# Required action
Pull out each line of the listing below that contains the string "negative".

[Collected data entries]
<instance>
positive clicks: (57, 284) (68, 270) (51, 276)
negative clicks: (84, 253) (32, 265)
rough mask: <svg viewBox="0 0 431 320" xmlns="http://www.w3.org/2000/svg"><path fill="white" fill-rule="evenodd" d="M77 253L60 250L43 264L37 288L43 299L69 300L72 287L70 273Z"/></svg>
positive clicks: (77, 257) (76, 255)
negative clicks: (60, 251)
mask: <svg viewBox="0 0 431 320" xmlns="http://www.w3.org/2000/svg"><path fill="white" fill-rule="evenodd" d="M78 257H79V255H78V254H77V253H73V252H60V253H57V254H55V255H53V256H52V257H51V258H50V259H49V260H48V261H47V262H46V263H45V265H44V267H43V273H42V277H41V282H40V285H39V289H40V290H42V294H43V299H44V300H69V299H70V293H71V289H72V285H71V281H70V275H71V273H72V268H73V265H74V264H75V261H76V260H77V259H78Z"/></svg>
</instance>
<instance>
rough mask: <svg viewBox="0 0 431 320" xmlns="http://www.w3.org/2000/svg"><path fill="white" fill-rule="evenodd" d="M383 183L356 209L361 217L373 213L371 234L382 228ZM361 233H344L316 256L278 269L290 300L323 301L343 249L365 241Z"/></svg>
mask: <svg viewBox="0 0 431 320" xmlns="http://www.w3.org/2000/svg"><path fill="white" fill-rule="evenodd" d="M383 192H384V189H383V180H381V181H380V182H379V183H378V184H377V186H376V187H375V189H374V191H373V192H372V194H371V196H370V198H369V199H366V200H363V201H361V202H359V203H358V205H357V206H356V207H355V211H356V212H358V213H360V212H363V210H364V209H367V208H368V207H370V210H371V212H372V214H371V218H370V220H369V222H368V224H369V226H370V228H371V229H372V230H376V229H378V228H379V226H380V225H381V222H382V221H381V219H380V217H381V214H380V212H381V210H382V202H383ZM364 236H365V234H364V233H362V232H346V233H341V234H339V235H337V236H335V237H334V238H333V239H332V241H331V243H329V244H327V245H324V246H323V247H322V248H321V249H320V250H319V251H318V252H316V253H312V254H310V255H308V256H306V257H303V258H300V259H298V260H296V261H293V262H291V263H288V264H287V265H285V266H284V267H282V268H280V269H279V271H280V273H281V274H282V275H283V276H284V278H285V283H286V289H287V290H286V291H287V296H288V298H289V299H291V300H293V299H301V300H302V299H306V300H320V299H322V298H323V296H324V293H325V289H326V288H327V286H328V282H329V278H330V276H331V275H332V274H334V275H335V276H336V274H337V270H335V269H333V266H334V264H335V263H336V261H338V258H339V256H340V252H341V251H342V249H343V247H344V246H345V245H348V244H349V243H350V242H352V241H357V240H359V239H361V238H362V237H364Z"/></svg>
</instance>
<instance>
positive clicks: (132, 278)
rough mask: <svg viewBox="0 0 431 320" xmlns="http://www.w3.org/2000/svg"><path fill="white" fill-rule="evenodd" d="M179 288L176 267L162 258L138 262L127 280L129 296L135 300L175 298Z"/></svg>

# Answer
negative clicks: (84, 253) (32, 265)
negative clicks: (60, 251)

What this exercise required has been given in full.